**Your goal:** The full listing, minus its pictures, should be printed again exactly as it stands.

**Records supplied:**
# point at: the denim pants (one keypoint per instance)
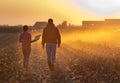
(51, 52)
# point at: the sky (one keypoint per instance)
(15, 12)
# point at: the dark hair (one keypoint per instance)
(25, 28)
(50, 20)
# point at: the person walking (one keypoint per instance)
(51, 37)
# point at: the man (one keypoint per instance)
(51, 37)
(25, 39)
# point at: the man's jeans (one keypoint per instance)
(51, 52)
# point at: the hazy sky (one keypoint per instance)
(15, 12)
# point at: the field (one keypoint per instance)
(79, 60)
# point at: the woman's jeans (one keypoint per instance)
(51, 52)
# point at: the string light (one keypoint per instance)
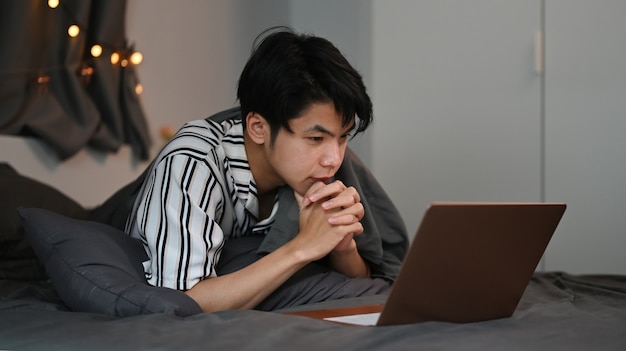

**Finished exercise:**
# point at: the denim pants (one keypoint per instance)
(51, 52)
# point at: the sky (one keypoint per instance)
(15, 12)
# point at: the dark hair (one keypoint per instance)
(25, 28)
(50, 20)
# point at: the person walking (one keypoint per instance)
(51, 37)
# point at: the man (one keypoint per instance)
(51, 37)
(25, 39)
# point at: the man's jeans (one keypoint per instance)
(51, 52)
# point at: the hazy sky (one keypoint per instance)
(15, 12)
# point at: the field (one keypoint per instance)
(79, 60)
# point at: the woman's jeans (one keypoint per instance)
(51, 52)
# point at: the string light (one keypoint per instance)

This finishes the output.